Reproduce the material from its first line through the line containing "[(231, 639)]", inclusive, substituting "small stone" for "small rock" and leaving everything else unchanged. Give only those lines.

* **Data provided**
==================================================

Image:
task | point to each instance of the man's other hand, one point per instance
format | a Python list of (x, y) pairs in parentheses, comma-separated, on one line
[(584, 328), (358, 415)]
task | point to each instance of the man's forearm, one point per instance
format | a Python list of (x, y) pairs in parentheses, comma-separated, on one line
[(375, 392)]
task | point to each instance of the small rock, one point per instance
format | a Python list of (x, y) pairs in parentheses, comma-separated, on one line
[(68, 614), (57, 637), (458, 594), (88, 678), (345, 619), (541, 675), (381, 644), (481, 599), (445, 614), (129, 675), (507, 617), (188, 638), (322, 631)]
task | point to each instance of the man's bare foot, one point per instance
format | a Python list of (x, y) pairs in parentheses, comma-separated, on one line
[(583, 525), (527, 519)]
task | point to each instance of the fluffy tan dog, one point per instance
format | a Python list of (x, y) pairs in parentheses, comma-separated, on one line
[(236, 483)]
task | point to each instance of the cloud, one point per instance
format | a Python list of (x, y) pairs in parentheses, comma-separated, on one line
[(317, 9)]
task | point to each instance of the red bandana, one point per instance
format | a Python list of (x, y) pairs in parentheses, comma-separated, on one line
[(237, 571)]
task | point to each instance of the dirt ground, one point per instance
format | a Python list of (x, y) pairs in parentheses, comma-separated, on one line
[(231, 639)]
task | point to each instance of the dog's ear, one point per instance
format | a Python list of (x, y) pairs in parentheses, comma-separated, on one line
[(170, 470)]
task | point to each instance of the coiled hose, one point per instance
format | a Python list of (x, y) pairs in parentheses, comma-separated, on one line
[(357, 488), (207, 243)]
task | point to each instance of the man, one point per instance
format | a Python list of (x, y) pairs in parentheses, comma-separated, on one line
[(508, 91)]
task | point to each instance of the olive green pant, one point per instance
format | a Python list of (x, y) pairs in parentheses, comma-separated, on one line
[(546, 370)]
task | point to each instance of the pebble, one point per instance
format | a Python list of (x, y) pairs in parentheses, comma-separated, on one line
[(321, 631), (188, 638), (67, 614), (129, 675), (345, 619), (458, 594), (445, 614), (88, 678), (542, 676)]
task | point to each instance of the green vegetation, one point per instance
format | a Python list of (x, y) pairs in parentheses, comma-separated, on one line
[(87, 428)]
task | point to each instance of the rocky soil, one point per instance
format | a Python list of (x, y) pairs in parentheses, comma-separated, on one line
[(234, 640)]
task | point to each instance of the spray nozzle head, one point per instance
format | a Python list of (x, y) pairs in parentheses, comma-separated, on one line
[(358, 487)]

==================================================

* **Reply to the exercise**
Image:
task | point to each instance of the man's other hand, one point per instance
format | a Python list of (x, y) pairs in parentheses, comma-separated, on one line
[(584, 328), (358, 415)]
task | point to each instance of the man's forearm, one point per instance
format | a Python list of (x, y) pairs in parentheses, comma-separated, on one line
[(375, 392)]
task | point to each instance of the small stone, one point per instance
format | a Python list of (x, y) pairs in parentheses, comma-separated, on one line
[(68, 614), (57, 637), (458, 594), (88, 678), (345, 619), (541, 675), (381, 644), (481, 599), (445, 614), (129, 675), (507, 617), (188, 638), (322, 631)]
task | point to each instance of the man's bare foot, one point per instance
format | a Python list of (x, y) pairs in parentheses, comma-separated, on one line
[(583, 525), (527, 519)]
task | point to each instance of the fluffy tan dog, one point per instance
format | a Python list of (x, y) pairs in parentheses, comma-separated, on one line
[(236, 483)]
task | point to each instance of the cloud, one point per instance
format | a Python list of (x, y) pairs in parentheses, comma-separated, on one line
[(317, 9)]
task | point to each instance of the red bandana, one point per instance
format | a Python list of (x, y) pairs in parentheses, comma-separated, on one line
[(237, 571)]
task | point to each instance of the dirt ground, one point per instance
format | a Python list of (x, y) pairs in parentheses, comma-separated, on one line
[(231, 639)]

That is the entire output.